= WHAT IS BEING ASKED =
Convert the records below into a numbered list, one line per item, omitting any blank lines.

= DATA LINES =
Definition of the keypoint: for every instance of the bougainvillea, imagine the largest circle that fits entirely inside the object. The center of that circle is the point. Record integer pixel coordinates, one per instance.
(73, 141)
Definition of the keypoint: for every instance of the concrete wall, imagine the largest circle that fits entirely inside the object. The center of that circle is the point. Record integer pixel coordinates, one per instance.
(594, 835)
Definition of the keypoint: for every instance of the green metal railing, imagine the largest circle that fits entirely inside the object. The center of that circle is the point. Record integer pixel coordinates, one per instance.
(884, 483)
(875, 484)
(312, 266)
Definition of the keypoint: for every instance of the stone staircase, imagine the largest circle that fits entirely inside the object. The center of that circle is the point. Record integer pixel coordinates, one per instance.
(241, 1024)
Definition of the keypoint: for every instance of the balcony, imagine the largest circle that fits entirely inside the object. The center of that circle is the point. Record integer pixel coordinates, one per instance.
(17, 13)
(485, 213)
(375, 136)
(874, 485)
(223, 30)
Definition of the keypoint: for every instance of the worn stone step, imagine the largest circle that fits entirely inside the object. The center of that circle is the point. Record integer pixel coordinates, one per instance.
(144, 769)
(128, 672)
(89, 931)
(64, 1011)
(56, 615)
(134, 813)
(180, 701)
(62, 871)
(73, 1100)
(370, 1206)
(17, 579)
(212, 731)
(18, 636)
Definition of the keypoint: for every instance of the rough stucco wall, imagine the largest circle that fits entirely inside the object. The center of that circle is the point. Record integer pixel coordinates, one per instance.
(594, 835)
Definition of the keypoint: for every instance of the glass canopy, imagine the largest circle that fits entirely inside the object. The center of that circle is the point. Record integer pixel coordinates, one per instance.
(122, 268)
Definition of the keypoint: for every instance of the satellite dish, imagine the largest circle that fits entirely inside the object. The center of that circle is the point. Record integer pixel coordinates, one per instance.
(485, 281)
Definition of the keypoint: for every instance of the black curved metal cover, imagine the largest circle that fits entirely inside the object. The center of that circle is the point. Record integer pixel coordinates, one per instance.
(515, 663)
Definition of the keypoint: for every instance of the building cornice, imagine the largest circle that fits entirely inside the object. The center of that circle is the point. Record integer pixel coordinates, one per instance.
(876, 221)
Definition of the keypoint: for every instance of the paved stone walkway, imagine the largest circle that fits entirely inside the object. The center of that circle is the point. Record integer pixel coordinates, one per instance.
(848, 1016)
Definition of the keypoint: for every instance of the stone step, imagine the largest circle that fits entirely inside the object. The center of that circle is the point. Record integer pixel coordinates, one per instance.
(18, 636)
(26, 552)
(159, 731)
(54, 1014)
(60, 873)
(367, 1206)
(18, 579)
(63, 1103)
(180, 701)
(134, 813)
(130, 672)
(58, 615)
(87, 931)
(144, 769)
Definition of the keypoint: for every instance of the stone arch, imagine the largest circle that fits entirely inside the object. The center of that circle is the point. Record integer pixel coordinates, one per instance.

= RESPONSE FOR THIS EXERCISE =
1. Definition of the keypoint: for every instance of the bougainvillea, imagine the largest circle that fits entirely inside the object. The center of that circle is the point. Record integer pixel coordinates, one per instance.
2. (73, 141)
3. Definition of the keypoint: for every instance of the concrete wall, imagine the largest circle that fits entirely inside the object. The center of that circle is the point. Record integer pixel coordinates, one per instance.
4. (594, 835)
5. Definition of the keypoint: for every instance of the green metal railing, imagine the largest circle that fits entirely inside the object. The center of that circle is the point. Record integer pixel coordinates, one per instance.
6. (884, 483)
7. (875, 484)
8. (312, 266)
9. Definition of the keypoint: for every instance of the stone staircase, imagine the largest circle that fits entirely inside the object. The center of that circle is the point. Record integer pixel coordinates, one per instance.
10. (241, 1024)
11. Definition of the keypoint: for every instance of the balcony, imagine the largest circle that fits entirely inside the object. The center of that circle is the point. Record integer pixel coordinates, one per instance.
12. (17, 13)
13. (485, 213)
14. (375, 136)
15. (874, 485)
16. (223, 30)
17. Definition of the keypoint: for every instance of the worn stone step, imagine the largest circle that fits entirely inside the object. The center of that circle is the point. Record integer pixel coordinates, one per instance.
18. (144, 769)
19. (128, 672)
20. (89, 931)
21. (64, 1011)
22. (56, 615)
23. (134, 813)
24. (180, 701)
25. (62, 871)
26. (73, 1100)
27. (370, 1206)
28. (17, 579)
29. (212, 731)
30. (18, 636)
31. Definition of the keypoint: for every instance of the rough stucco wall, imagine the largest circle that fits entirely inside the object. The center of that circle is the point. Record integer pixel coordinates, one per instance.
32. (594, 835)
33. Definition of the keypoint: for every instance of the glass canopy, imagine the largest circle that fits entirely inside the object. The center of that circle is the point. Record integer pixel coordinates, one per instance.
34. (122, 268)
35. Definition of the keypoint: for every instance of the satellite dish, imagine the largest circle that fits entirely inside the object. The center of that circle is the point. Record integer pixel coordinates, one per instance.
36. (485, 281)
37. Definition of the keypoint: for every instance of the black curved metal cover, imagine the largest circle that fits entirely inside the object. The center of that circle is the point. Record integer pixel coordinates, one per instance.
38. (515, 663)
39. Definition of the keypoint: for every instance of the building cornice, imagine the largest circle that fits entirely inside the object. The center of that circle is the point. Record integer pixel coordinates, one per instance.
40. (876, 221)
41. Definition of the keypoint: for every instance of the paved stone walkway, imagine the largest circle that fits entirely inside the object. The center of that circle is the point. Record integer pixel coordinates, one per instance.
42. (848, 1016)
43. Definition of the keypoint: for every instance of the stone step, imagine the largest circle that fits entirely inside the object. The center of that circle is the point. Record integer pixel coordinates, one per instance.
44. (18, 636)
45. (26, 552)
46. (159, 731)
47. (54, 1014)
48. (60, 873)
49. (367, 1206)
50. (18, 579)
51. (63, 1103)
52. (180, 701)
53. (134, 813)
54. (130, 672)
55. (58, 615)
56. (87, 931)
57. (144, 769)
58. Definition of the keypoint: for every instance of the stone arch, imagine the largest circle that fits entirely inside the object. The center of that circle is the point. Record integer pixel coordinates, one per instance.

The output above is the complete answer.